== REQUEST ==
Using the records below, copy out exactly the line that contains "Please mark the blonde woman" and every line that follows it, up to and including the last, and no others.

(Items from a dataset)
——

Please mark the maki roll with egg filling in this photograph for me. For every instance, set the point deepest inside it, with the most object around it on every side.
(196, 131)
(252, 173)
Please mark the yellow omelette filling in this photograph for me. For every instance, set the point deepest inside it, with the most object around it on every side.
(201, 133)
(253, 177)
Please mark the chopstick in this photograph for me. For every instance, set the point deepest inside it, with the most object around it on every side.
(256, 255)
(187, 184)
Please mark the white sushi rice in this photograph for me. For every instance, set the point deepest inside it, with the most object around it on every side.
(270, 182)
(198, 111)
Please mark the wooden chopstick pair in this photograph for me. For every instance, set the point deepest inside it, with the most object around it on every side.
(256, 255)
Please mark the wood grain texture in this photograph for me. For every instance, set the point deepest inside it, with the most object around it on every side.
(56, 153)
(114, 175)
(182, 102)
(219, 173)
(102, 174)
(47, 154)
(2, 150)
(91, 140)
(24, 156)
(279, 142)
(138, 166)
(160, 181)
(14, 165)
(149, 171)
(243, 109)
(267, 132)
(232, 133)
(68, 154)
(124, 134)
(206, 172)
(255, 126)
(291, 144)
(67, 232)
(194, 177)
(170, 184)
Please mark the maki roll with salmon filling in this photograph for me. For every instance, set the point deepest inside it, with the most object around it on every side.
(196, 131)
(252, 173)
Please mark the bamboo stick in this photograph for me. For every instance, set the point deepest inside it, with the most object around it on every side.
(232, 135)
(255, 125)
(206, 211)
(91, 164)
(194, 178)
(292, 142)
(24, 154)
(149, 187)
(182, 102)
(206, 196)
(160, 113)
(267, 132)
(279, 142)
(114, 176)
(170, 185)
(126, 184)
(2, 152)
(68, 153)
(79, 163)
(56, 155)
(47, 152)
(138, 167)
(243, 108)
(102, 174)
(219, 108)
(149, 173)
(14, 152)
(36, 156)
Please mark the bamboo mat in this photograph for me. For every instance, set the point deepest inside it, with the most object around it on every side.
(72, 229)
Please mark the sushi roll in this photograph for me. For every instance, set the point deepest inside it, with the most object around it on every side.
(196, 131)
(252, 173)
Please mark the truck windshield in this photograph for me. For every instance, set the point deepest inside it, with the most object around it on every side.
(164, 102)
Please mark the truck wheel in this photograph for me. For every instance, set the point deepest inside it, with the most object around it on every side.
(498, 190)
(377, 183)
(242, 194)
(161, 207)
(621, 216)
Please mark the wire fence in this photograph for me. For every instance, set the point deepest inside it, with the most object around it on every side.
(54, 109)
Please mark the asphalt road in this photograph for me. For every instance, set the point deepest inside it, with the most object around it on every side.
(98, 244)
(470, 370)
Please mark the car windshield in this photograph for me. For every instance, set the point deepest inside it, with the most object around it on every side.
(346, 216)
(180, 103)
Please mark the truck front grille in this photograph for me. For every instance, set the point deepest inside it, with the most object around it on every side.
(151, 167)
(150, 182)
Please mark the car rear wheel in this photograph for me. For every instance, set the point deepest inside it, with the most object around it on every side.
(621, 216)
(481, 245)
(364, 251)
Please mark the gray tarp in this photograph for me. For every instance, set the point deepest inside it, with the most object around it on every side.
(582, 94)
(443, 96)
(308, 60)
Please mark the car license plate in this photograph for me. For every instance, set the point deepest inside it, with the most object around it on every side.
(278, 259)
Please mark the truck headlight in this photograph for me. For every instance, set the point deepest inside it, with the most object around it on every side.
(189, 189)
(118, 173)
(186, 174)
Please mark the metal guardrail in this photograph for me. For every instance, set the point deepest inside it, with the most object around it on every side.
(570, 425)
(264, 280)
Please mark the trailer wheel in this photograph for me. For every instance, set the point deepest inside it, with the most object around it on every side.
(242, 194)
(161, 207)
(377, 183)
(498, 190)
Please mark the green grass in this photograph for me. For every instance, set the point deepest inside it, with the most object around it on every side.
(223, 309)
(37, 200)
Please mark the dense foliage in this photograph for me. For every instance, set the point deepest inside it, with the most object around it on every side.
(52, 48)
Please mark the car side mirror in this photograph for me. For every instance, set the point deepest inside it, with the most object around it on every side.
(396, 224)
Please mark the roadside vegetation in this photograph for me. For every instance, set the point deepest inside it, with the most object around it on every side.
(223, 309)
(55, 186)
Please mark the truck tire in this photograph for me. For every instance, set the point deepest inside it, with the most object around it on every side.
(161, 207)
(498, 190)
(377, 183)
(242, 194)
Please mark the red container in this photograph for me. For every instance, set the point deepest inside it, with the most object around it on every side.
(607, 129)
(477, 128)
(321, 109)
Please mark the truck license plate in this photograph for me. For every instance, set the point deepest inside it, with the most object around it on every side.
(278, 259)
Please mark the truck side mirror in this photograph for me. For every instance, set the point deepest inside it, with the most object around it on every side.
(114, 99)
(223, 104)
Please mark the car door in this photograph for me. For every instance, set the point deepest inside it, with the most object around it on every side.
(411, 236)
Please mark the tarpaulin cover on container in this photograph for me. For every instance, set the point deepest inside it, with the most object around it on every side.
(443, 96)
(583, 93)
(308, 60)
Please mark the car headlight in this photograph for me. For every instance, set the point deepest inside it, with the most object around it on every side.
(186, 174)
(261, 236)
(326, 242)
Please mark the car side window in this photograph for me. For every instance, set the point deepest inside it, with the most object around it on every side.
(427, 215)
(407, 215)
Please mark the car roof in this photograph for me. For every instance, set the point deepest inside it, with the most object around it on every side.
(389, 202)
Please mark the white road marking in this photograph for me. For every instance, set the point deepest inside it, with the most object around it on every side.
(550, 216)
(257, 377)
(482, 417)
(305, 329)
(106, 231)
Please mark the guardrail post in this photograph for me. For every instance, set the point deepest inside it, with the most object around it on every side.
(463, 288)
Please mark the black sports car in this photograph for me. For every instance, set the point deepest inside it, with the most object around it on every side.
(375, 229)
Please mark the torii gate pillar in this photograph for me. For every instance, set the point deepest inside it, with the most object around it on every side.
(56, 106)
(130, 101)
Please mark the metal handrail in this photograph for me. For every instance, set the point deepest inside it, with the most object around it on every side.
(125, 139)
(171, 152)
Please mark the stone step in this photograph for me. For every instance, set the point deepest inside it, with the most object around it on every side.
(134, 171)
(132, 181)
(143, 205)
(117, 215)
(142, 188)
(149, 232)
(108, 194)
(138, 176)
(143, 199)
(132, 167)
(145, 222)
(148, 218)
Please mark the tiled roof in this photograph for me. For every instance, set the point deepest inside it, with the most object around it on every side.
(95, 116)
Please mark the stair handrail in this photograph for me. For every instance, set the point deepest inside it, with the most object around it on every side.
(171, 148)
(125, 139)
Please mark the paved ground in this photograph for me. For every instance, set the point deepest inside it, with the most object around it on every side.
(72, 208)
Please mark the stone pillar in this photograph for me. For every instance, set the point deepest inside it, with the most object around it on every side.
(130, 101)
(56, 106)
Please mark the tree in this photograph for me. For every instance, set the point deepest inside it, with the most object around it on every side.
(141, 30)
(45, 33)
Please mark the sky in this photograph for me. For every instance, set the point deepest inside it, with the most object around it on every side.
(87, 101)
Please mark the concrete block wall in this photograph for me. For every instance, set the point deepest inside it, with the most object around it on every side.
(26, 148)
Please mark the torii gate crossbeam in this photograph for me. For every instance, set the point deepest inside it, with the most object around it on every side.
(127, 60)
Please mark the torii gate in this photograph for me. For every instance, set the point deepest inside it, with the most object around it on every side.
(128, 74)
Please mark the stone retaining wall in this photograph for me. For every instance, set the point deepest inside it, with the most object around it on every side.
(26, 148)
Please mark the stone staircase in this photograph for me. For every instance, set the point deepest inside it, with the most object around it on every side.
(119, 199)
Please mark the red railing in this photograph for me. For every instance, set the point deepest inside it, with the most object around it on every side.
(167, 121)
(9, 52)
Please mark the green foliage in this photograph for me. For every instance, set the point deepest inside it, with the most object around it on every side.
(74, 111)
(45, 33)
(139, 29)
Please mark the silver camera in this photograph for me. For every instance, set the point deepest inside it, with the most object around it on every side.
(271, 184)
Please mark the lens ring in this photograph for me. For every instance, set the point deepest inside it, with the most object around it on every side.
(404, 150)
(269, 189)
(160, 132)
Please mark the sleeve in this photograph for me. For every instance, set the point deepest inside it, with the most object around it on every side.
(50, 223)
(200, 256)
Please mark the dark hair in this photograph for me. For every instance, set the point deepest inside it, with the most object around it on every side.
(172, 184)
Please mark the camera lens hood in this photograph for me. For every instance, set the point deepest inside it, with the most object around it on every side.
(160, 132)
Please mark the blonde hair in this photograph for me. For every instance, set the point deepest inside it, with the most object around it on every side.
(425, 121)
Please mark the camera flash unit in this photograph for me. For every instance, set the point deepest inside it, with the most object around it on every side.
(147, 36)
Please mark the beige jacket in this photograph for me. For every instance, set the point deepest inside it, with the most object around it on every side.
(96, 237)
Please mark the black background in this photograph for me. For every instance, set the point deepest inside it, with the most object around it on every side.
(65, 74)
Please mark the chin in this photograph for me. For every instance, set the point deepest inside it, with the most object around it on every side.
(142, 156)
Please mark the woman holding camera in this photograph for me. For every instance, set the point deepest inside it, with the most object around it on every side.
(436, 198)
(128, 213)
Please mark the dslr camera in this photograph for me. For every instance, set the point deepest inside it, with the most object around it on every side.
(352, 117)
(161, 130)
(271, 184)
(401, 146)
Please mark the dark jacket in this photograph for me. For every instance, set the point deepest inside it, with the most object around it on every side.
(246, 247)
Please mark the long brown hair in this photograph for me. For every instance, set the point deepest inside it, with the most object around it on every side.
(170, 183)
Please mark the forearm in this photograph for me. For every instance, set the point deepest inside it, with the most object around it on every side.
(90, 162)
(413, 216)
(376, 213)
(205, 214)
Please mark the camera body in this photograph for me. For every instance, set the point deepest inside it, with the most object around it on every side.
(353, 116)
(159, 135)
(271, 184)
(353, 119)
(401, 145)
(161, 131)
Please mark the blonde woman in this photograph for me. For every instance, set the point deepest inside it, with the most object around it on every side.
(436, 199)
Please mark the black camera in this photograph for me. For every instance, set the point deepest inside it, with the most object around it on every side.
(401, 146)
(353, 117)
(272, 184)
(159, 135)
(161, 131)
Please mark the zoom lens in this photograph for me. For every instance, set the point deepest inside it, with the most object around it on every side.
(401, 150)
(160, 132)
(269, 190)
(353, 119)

——

== RESPONSE TO THE EXERCISE ==
Please mark the blonde woman in this photograph for me. For every instance, set the point deepest inside it, with the most object around it on every side.
(436, 199)
Please mark the black camera in this photograph for me. For every instance, set the point deepest inside it, with the most object around it on every side.
(401, 146)
(353, 117)
(272, 184)
(159, 135)
(161, 131)
Please mark the zoom lens in this photograph for me. For every instance, set the point deepest inside it, with the most object around it on every side.
(401, 150)
(160, 132)
(269, 190)
(353, 119)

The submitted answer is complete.